Stored data entries ->

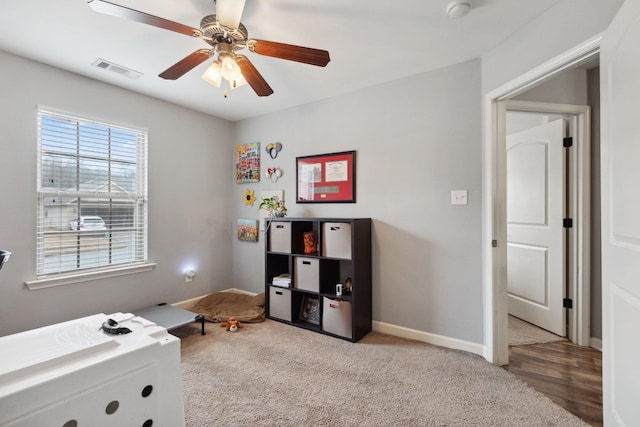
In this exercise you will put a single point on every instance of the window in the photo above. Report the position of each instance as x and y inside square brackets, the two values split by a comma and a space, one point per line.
[92, 195]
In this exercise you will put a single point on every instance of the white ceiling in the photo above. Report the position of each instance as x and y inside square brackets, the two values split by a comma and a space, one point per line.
[370, 42]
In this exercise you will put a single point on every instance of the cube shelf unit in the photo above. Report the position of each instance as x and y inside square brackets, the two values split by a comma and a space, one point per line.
[342, 251]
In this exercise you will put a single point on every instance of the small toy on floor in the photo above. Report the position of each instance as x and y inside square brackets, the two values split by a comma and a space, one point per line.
[232, 324]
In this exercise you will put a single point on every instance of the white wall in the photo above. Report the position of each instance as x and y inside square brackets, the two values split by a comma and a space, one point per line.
[190, 168]
[416, 139]
[562, 27]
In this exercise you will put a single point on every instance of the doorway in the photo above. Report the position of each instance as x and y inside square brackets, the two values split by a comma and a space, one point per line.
[544, 146]
[495, 238]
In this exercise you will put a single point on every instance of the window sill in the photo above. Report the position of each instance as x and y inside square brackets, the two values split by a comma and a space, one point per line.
[88, 276]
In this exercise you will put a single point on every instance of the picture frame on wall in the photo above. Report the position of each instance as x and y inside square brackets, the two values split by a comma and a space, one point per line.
[248, 163]
[326, 178]
[248, 230]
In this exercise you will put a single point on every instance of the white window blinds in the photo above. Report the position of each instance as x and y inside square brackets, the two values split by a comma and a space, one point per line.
[92, 195]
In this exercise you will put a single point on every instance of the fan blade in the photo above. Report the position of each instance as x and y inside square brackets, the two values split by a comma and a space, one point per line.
[180, 68]
[290, 52]
[253, 77]
[144, 18]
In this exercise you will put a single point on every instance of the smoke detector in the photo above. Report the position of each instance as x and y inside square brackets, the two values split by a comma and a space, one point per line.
[458, 9]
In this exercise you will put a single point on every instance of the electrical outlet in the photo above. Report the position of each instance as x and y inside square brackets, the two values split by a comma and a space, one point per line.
[459, 197]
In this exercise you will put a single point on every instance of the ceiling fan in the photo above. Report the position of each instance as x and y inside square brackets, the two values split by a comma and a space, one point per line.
[226, 35]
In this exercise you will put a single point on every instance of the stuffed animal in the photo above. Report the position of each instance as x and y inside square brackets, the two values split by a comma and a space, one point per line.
[232, 324]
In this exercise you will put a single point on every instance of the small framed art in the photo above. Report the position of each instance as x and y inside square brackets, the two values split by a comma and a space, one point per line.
[326, 178]
[248, 230]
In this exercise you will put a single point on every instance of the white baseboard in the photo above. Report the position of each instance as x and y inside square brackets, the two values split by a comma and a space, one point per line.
[385, 328]
[440, 340]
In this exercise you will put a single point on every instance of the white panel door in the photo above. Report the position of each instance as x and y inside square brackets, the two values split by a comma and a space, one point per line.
[535, 237]
[620, 175]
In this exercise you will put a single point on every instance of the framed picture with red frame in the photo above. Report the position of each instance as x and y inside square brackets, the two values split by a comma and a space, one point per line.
[326, 178]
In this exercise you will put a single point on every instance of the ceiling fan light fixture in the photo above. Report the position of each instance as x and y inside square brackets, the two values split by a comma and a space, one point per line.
[213, 75]
[229, 12]
[240, 81]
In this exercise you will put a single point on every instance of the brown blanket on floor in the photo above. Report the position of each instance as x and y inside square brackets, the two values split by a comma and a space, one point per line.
[218, 307]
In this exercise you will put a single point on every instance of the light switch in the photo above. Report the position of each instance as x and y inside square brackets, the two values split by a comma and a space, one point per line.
[459, 197]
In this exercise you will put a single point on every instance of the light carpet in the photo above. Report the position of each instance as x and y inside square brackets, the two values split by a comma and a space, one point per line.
[524, 333]
[273, 374]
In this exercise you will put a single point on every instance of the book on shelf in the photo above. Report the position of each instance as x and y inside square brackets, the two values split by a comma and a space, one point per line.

Task to carry out -> Reproduce the lines word for word, starting at the one holding "the light carpet" and ending at the final line of the material above.

Correct response ->
In this exercise you will put a single point on every instance of the light carpet in the photo above. Report the position of each instance as x and y inside square brackets, the two values split by a comma and a space, one point per line.
[524, 333]
[273, 374]
In this exercise you will put a single point on every instance of the book on shelf in the photo above. Report the position of each instance as x and y inside square brackets, the two values split by a comma and a space, one point per line.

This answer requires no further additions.